## Set problem
Render the records below as a two-column CSV with the header "prompt,outline" and one row per record. Put each record's text in the "prompt" column and its answer in the "outline" column, enclosing every field in double quotes and replacing each line break with a space.

## start Input data

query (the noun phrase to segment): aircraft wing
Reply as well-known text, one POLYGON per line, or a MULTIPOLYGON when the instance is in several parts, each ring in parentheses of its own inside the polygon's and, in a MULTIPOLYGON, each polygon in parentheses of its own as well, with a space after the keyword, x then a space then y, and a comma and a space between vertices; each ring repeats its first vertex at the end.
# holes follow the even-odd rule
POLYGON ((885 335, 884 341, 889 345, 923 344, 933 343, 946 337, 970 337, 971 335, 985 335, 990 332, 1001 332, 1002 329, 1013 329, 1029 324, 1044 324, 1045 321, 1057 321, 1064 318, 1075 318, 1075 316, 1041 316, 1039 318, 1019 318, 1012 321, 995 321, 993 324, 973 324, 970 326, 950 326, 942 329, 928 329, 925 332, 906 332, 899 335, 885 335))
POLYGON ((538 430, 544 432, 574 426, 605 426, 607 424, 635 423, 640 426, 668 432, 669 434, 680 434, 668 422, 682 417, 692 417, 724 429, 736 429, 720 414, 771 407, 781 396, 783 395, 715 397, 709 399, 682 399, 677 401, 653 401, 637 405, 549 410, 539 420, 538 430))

## end Input data

## Response to this exercise
prompt,outline
"query (the noun phrase to segment): aircraft wing Reply as well-known text, one POLYGON per line, or a MULTIPOLYGON when the instance is in several parts, each ring in parentheses of its own inside the polygon's and, in a MULTIPOLYGON, each polygon in parentheses of its own as well, with a space after the keyword, x then a space then y, and a comma and a space between vertices; each ring repeats its first vertex at the end. # holes follow the even-odd rule","POLYGON ((885 335, 884 341, 889 345, 923 344, 933 343, 946 337, 970 337, 971 335, 985 335, 990 332, 1001 332, 1002 329, 1013 329, 1029 324, 1044 324, 1045 321, 1057 321, 1064 318, 1075 318, 1075 316, 1041 316, 1039 318, 1019 318, 1012 321, 995 321, 993 324, 973 324, 970 326, 950 326, 942 329, 928 329, 925 332, 906 332, 899 335, 885 335)) POLYGON ((538 430, 544 432, 574 426, 605 426, 607 424, 635 423, 640 426, 668 432, 669 434, 680 434, 668 422, 682 417, 692 417, 724 429, 736 429, 720 414, 771 407, 781 396, 783 395, 715 397, 709 399, 682 399, 677 401, 653 401, 637 405, 549 410, 539 420, 538 430))"